Problem description » What are the lines from the top of the entries through the one with "the green tennis"? Write them out exactly, with no pictures.
++++
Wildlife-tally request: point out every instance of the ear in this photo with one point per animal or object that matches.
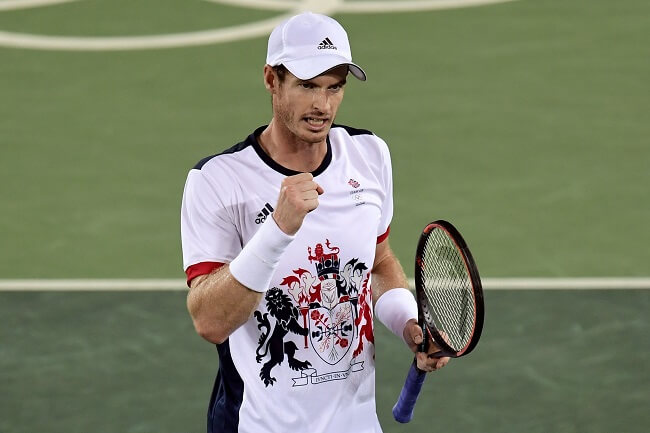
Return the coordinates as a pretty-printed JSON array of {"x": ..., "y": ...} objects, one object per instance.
[{"x": 270, "y": 79}]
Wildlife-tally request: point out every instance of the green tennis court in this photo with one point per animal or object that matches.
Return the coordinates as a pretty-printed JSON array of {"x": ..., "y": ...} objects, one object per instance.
[{"x": 526, "y": 123}]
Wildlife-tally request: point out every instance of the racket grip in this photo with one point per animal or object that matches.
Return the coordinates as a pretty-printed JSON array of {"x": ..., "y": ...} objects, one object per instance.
[{"x": 403, "y": 409}]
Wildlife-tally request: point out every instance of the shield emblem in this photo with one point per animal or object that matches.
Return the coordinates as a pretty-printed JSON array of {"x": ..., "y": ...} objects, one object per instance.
[{"x": 331, "y": 331}]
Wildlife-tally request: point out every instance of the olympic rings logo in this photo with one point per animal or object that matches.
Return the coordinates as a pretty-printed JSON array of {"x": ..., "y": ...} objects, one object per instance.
[{"x": 286, "y": 8}]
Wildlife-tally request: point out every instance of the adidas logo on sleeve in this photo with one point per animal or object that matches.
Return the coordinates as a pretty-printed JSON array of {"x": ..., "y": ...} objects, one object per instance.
[{"x": 265, "y": 212}]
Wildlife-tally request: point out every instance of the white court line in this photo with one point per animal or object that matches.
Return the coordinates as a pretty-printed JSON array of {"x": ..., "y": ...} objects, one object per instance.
[
  {"x": 10, "y": 5},
  {"x": 84, "y": 285}
]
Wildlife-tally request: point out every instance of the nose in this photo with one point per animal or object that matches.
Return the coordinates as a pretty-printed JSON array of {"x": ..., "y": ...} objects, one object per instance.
[{"x": 320, "y": 100}]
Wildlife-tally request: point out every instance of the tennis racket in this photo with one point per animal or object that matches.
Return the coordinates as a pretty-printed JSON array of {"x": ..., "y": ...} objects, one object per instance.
[{"x": 450, "y": 304}]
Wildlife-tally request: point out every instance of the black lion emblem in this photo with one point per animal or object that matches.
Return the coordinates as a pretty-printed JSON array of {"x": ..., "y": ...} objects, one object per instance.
[{"x": 286, "y": 319}]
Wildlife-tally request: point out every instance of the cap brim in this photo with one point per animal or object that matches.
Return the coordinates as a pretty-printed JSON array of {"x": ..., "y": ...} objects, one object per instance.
[{"x": 309, "y": 68}]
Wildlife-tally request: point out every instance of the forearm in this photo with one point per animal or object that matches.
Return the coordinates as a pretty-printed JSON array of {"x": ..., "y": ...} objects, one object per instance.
[
  {"x": 387, "y": 273},
  {"x": 219, "y": 304},
  {"x": 394, "y": 304}
]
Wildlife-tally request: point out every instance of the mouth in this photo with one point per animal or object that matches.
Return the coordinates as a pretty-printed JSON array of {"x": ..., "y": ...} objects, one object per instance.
[{"x": 316, "y": 123}]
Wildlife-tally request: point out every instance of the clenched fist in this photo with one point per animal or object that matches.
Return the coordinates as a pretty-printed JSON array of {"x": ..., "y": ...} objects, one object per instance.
[
  {"x": 425, "y": 361},
  {"x": 298, "y": 196}
]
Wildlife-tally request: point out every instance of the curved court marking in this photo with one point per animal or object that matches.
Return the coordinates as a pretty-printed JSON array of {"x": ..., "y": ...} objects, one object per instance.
[
  {"x": 363, "y": 6},
  {"x": 29, "y": 285},
  {"x": 213, "y": 36}
]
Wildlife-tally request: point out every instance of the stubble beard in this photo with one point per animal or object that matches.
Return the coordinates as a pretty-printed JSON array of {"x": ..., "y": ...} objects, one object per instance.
[{"x": 295, "y": 126}]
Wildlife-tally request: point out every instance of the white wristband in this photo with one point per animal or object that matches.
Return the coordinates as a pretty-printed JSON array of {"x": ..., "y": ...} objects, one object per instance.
[
  {"x": 256, "y": 263},
  {"x": 394, "y": 308}
]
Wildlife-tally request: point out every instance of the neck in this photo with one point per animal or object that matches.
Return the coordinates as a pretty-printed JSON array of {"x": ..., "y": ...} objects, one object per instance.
[{"x": 290, "y": 151}]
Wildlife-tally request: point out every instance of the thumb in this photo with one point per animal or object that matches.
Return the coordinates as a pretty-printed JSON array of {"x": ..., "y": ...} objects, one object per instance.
[{"x": 416, "y": 333}]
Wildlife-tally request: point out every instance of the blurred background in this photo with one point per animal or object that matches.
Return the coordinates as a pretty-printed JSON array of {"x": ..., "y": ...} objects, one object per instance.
[{"x": 525, "y": 123}]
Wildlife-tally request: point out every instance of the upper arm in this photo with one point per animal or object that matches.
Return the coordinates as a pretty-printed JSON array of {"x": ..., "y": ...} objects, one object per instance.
[{"x": 208, "y": 231}]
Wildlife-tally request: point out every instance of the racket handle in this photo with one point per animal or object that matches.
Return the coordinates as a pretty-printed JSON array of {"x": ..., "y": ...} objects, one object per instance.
[{"x": 403, "y": 409}]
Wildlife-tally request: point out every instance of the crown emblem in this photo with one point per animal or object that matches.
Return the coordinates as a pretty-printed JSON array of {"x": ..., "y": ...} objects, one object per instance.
[{"x": 327, "y": 264}]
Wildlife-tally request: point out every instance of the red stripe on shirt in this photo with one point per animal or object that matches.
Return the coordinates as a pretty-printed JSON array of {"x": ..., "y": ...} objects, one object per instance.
[
  {"x": 202, "y": 268},
  {"x": 383, "y": 237}
]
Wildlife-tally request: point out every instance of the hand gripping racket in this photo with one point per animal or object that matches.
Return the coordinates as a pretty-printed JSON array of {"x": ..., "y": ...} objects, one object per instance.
[{"x": 450, "y": 303}]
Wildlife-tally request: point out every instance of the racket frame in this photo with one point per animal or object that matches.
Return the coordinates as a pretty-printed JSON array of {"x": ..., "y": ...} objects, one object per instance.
[{"x": 428, "y": 326}]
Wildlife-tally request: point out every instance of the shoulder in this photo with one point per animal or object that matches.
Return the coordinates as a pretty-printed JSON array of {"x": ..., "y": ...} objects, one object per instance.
[
  {"x": 239, "y": 150},
  {"x": 365, "y": 141}
]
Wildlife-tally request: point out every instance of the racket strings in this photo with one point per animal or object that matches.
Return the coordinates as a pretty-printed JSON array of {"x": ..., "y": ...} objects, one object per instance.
[{"x": 448, "y": 289}]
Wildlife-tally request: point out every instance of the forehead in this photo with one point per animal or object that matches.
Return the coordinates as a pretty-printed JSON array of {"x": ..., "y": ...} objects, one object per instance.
[{"x": 332, "y": 76}]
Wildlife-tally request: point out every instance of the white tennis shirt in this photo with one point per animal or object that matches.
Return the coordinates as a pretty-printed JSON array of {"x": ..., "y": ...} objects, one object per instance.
[{"x": 304, "y": 362}]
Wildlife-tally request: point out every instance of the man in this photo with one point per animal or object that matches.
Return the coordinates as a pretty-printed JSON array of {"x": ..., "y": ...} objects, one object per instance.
[{"x": 281, "y": 234}]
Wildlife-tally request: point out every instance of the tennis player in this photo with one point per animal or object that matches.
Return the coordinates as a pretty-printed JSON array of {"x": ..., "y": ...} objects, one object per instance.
[{"x": 286, "y": 251}]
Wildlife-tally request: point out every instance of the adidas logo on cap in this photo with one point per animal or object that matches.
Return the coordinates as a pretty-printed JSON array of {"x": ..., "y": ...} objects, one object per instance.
[
  {"x": 265, "y": 212},
  {"x": 326, "y": 45}
]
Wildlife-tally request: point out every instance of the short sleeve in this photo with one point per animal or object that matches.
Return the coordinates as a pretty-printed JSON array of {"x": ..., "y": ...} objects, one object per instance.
[
  {"x": 208, "y": 233},
  {"x": 387, "y": 185}
]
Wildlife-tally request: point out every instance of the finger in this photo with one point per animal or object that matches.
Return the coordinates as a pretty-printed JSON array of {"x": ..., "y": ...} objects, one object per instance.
[
  {"x": 441, "y": 362},
  {"x": 311, "y": 204},
  {"x": 309, "y": 195},
  {"x": 416, "y": 333},
  {"x": 308, "y": 186},
  {"x": 298, "y": 178},
  {"x": 424, "y": 363}
]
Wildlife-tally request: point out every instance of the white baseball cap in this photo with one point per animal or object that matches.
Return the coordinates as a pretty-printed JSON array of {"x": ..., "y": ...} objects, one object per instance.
[{"x": 310, "y": 44}]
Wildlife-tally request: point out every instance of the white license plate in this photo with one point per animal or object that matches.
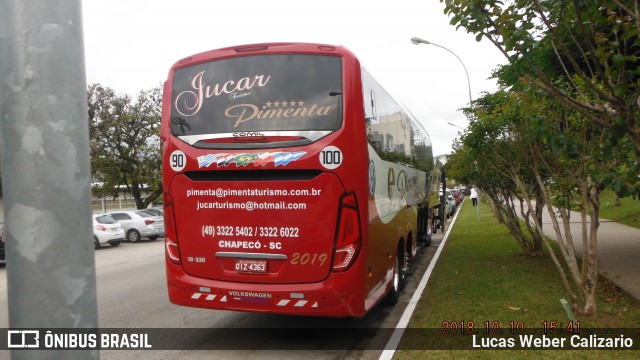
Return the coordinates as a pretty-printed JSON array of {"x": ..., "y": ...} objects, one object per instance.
[{"x": 253, "y": 266}]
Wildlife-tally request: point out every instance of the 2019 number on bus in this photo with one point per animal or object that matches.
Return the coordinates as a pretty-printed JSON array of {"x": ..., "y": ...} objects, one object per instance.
[{"x": 293, "y": 183}]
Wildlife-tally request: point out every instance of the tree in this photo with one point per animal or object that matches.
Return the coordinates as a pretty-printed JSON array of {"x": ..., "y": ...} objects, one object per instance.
[
  {"x": 595, "y": 46},
  {"x": 125, "y": 142},
  {"x": 494, "y": 154}
]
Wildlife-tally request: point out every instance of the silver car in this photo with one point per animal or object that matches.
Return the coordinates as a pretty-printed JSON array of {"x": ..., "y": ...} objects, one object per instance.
[
  {"x": 138, "y": 224},
  {"x": 106, "y": 231}
]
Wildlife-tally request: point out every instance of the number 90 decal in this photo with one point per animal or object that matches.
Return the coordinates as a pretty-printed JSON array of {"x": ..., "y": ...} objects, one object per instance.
[{"x": 177, "y": 160}]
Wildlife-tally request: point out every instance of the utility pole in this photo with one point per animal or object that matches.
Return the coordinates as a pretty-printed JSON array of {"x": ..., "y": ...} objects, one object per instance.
[{"x": 46, "y": 171}]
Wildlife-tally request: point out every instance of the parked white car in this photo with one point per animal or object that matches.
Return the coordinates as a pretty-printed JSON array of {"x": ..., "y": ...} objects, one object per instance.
[
  {"x": 106, "y": 230},
  {"x": 138, "y": 224}
]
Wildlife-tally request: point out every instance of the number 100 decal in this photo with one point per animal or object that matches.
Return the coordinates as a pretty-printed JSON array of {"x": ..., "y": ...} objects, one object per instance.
[
  {"x": 331, "y": 157},
  {"x": 177, "y": 160}
]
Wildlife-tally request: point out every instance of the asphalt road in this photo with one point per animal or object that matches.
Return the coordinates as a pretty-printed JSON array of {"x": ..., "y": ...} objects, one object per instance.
[{"x": 132, "y": 294}]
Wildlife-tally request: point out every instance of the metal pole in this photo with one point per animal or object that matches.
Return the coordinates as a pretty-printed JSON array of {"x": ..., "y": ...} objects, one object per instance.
[
  {"x": 45, "y": 161},
  {"x": 418, "y": 41}
]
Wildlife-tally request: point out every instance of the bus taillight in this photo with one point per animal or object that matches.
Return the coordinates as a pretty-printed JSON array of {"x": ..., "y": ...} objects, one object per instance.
[
  {"x": 348, "y": 236},
  {"x": 171, "y": 238}
]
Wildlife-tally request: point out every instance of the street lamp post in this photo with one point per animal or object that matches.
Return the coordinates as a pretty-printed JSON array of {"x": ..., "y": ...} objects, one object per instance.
[
  {"x": 458, "y": 126},
  {"x": 418, "y": 41}
]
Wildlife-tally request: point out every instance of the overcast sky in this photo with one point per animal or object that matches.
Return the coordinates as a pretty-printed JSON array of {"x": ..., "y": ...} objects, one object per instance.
[{"x": 131, "y": 44}]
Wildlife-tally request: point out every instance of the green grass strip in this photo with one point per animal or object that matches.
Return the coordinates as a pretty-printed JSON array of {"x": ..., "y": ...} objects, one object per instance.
[{"x": 484, "y": 277}]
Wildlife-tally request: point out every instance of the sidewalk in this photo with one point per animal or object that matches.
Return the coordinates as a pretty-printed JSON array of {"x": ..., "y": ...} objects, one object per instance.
[{"x": 618, "y": 250}]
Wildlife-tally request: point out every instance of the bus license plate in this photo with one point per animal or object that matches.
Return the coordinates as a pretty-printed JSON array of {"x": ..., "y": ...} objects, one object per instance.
[{"x": 254, "y": 266}]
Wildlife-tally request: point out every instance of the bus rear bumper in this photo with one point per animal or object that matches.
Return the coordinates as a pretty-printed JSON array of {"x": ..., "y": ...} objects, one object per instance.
[{"x": 339, "y": 299}]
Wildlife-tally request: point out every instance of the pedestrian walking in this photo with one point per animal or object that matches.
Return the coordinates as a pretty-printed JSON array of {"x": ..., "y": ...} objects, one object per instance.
[{"x": 474, "y": 196}]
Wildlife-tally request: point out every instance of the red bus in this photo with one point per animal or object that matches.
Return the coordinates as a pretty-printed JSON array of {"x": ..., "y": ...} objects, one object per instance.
[{"x": 293, "y": 183}]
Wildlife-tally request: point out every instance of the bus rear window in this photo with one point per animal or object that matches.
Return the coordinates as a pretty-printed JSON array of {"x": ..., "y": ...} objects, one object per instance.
[{"x": 274, "y": 94}]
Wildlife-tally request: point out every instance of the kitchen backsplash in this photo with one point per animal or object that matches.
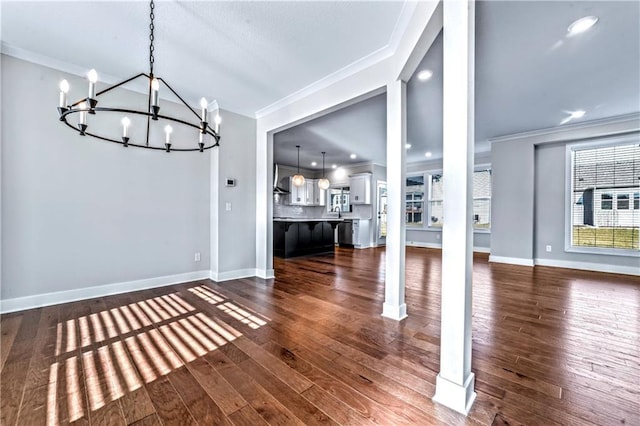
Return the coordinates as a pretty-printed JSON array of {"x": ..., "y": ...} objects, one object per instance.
[{"x": 316, "y": 212}]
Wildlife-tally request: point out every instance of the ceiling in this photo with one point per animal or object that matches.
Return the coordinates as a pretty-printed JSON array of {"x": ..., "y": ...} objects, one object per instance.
[
  {"x": 248, "y": 55},
  {"x": 528, "y": 74}
]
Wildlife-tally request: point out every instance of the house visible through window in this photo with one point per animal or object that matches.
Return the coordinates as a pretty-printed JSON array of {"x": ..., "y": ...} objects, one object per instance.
[
  {"x": 604, "y": 180},
  {"x": 433, "y": 211},
  {"x": 623, "y": 202}
]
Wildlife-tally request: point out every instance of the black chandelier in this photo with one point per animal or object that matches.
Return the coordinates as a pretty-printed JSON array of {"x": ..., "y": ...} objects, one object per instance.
[{"x": 208, "y": 137}]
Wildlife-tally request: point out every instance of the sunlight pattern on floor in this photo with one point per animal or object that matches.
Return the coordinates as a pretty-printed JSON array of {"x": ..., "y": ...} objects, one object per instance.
[{"x": 102, "y": 356}]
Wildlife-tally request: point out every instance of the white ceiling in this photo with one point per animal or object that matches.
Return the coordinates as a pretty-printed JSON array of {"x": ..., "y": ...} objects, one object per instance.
[
  {"x": 248, "y": 55},
  {"x": 245, "y": 54},
  {"x": 528, "y": 73}
]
++++
Problem solution »
Wildlife-tally request: point out every instance of the ear in this photo with one point per animal or object that matches.
Return the coordinates as a pretty-printed JSON array of {"x": ..., "y": ...} objects, one object per instance.
[{"x": 270, "y": 79}]
Wildlife-tally request: point out every instance of the green tennis court in this photo with one point per animal or object that matches.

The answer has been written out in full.